BEGIN
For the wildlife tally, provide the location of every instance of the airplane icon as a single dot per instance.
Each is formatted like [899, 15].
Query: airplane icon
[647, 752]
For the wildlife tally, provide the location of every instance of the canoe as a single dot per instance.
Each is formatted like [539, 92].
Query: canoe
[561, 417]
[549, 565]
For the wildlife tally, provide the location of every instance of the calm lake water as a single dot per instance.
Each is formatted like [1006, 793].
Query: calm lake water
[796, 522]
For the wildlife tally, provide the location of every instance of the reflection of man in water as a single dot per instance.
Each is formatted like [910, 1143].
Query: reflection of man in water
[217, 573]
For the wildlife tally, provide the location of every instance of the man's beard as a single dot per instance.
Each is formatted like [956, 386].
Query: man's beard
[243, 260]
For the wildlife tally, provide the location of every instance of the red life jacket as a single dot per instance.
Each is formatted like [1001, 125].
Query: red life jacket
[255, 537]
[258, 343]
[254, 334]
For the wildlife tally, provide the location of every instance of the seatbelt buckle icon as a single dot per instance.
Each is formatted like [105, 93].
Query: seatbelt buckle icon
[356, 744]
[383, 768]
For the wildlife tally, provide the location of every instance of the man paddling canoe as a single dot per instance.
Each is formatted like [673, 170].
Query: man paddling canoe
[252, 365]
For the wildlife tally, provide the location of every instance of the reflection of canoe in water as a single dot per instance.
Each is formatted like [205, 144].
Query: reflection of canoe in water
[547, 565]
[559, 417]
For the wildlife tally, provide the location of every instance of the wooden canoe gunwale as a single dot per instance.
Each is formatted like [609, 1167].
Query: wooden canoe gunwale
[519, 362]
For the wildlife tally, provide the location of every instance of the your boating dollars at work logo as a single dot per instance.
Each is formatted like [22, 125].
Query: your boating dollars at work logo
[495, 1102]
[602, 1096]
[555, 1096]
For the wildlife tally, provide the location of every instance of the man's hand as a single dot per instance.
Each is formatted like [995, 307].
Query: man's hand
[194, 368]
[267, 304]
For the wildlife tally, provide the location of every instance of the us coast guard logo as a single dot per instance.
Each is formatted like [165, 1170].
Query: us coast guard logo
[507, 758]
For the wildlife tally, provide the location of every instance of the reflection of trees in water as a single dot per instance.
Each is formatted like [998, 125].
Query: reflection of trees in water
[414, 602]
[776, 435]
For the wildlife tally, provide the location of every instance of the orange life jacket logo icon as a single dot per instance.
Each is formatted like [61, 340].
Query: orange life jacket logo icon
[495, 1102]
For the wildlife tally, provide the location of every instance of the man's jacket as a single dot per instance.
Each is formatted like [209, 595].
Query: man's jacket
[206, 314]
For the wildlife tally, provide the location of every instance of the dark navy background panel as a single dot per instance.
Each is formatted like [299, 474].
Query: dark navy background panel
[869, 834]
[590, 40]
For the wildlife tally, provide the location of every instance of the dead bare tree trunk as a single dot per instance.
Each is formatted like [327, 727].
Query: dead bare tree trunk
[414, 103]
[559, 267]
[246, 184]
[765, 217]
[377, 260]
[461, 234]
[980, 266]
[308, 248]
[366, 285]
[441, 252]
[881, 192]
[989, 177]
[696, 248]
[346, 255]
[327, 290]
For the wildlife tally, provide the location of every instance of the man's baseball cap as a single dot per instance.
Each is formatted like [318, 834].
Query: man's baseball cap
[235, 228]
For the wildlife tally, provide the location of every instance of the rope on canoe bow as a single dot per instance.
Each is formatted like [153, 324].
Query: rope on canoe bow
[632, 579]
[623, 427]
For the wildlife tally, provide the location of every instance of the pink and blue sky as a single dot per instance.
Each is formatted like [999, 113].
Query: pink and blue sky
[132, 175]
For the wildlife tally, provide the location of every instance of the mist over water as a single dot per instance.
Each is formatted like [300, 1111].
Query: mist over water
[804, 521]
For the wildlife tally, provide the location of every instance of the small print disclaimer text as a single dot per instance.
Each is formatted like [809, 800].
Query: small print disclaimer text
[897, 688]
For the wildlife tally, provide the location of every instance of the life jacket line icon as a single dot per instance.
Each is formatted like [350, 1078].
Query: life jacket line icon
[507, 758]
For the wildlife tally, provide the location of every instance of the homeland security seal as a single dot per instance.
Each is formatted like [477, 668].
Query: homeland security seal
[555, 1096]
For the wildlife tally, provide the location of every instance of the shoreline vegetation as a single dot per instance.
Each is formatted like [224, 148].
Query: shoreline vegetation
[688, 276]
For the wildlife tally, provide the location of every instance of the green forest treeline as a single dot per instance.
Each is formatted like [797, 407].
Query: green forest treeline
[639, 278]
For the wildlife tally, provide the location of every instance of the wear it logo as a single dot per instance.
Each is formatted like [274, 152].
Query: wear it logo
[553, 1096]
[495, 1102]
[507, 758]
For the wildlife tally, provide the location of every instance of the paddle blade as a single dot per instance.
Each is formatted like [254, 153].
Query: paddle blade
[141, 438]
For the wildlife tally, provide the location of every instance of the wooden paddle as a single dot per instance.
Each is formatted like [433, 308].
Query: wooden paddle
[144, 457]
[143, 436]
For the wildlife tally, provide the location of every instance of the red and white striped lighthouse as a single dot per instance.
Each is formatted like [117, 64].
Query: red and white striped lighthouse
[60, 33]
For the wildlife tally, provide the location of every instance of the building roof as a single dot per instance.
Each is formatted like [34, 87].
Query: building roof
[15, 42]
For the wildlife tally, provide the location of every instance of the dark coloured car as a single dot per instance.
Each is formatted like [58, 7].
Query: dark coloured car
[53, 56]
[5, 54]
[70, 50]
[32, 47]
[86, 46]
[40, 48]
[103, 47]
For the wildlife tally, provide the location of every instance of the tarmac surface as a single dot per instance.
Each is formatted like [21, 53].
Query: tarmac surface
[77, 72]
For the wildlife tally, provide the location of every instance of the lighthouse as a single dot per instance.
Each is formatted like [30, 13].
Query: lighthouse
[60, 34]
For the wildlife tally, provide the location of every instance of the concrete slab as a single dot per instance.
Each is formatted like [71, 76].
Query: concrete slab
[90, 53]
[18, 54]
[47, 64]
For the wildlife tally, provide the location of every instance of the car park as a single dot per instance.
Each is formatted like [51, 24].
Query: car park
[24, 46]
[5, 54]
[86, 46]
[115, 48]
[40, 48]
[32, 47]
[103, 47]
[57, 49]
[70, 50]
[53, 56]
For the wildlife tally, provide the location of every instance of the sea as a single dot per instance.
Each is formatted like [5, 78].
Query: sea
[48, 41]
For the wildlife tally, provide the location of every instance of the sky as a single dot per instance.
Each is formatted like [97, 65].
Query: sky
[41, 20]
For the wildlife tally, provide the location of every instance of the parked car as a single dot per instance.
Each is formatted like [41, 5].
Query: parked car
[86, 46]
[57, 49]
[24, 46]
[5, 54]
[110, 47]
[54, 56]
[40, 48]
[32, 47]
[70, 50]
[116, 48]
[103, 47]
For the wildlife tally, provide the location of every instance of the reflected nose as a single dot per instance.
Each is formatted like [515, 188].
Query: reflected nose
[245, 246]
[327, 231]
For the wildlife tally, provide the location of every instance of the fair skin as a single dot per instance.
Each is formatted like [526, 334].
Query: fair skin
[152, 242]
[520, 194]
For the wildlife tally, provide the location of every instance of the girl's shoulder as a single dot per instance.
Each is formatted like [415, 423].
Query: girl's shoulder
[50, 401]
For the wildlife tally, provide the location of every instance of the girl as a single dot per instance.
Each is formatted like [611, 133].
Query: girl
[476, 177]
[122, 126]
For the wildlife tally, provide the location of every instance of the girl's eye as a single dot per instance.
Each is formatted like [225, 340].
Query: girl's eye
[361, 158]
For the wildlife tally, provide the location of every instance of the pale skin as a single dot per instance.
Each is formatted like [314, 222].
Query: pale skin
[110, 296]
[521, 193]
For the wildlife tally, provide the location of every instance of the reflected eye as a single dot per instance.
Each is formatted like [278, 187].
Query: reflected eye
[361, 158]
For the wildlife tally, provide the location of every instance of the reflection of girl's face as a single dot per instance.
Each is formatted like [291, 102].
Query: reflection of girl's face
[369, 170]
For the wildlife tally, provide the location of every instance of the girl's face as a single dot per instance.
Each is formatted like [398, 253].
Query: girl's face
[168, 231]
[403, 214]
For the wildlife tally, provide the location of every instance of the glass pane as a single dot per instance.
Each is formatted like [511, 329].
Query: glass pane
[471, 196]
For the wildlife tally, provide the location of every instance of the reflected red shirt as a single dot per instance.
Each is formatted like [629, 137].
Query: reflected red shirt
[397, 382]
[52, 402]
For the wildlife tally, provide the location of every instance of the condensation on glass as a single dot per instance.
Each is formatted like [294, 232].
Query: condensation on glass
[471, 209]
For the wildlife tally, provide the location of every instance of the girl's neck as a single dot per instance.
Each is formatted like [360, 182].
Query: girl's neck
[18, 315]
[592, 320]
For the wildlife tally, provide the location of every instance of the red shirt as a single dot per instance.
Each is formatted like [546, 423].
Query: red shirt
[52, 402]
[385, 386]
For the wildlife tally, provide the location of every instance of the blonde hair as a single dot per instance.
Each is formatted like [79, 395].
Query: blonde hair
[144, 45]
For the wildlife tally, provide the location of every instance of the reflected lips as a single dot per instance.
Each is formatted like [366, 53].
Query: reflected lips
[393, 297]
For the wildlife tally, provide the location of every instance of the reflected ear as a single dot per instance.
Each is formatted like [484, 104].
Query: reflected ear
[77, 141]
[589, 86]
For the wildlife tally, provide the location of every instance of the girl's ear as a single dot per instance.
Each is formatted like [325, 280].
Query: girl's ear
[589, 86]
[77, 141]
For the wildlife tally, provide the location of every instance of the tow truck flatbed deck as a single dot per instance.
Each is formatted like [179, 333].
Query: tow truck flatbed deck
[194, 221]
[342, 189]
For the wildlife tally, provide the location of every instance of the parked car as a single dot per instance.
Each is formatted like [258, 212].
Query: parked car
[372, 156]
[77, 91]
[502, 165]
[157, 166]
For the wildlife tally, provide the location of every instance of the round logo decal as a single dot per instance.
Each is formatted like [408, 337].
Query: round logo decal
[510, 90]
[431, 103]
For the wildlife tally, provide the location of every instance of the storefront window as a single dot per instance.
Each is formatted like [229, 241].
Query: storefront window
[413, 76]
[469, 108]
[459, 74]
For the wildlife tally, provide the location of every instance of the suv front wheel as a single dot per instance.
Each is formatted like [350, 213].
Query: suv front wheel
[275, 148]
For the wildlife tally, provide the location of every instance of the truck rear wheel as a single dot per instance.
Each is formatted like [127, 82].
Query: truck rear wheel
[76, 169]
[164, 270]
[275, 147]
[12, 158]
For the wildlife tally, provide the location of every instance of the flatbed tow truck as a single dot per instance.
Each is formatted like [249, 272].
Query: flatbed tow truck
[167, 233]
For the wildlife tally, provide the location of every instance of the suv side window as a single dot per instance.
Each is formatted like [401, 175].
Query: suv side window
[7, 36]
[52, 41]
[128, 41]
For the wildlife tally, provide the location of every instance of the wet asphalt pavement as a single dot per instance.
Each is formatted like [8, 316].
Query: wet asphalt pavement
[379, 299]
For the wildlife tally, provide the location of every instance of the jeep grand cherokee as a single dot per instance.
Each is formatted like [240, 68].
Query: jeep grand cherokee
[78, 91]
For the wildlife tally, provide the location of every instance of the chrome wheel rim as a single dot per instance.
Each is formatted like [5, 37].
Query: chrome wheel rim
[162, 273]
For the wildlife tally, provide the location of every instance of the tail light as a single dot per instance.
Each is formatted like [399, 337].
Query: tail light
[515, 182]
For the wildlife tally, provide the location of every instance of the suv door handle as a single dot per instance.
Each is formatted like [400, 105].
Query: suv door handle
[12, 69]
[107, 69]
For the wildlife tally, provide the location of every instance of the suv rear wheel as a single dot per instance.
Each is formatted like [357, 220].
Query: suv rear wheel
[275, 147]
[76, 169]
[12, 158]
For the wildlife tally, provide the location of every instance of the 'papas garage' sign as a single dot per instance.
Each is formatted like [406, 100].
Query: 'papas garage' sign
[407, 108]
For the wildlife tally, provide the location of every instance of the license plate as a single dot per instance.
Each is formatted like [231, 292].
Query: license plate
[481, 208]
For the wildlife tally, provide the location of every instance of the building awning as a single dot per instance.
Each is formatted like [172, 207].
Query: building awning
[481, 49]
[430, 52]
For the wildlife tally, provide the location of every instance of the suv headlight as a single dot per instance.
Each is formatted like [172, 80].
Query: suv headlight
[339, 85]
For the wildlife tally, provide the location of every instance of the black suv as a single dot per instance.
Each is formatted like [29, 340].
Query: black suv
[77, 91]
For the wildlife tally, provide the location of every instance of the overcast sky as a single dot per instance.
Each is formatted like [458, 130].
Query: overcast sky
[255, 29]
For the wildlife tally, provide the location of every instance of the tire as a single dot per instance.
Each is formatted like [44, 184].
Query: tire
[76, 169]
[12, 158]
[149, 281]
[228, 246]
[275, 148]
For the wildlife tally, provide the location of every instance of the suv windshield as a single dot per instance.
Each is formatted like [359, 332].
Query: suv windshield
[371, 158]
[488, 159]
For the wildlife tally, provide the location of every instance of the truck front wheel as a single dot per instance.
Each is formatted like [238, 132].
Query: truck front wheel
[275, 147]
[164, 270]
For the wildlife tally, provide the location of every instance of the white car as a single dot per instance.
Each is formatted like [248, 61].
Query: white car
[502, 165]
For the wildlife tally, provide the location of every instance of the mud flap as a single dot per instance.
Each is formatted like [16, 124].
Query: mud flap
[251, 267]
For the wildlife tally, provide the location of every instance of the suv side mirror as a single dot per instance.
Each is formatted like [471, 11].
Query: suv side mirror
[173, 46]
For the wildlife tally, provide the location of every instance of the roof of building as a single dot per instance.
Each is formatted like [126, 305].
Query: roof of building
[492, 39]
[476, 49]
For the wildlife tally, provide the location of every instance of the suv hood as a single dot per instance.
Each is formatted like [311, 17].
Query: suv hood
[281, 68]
END
Work instructions: Begin with the first line of the listing above and write out each line exactly, ending with the line that contains "the reflection of canoe".

Answer:
For the wildlife tally, provide the location of every instance of the airplane icon as a single dot per instance.
Each is formatted like [899, 15].
Query: airplane icon
[647, 752]
For the wildlife tally, provide the location of every instance of the canoe as a single dot per instance.
Each is formatted like [539, 92].
Query: canoe
[561, 417]
[549, 565]
For the wildlife tally, provide the location of every instance of the calm lake water as a single dot per instance.
Each is formatted like [1006, 793].
Query: calm lake water
[796, 522]
For the wildlife tally, provide the location of every instance of the reflection of man in water as a single dot per instance.
Each is formatted like [910, 1143].
Query: reflection of man in water
[217, 573]
For the wildlife tally, provide the location of every instance of the man's beard as a single dot per instance.
Each is formatted like [956, 386].
Query: man's beard
[243, 260]
For the wildlife tally, provide the location of every instance of the red life jacket as a single dot per instance.
Each is formatted like [1001, 125].
Query: red life jacket
[255, 537]
[258, 343]
[254, 334]
For the wildlife tally, provide the location of every instance of the seatbelt buckle icon as a single dot per instance.
Each is formatted like [105, 93].
Query: seatbelt buckle icon
[356, 744]
[383, 768]
For the wildlife tally, provide the location of every instance of the man paddling canoe as a single dot per instance.
Each is formatted like [673, 170].
Query: man paddling canoe
[252, 365]
For the wildlife tally, provide the location of every instance of the reflection of canoe in water as a single dot per instance.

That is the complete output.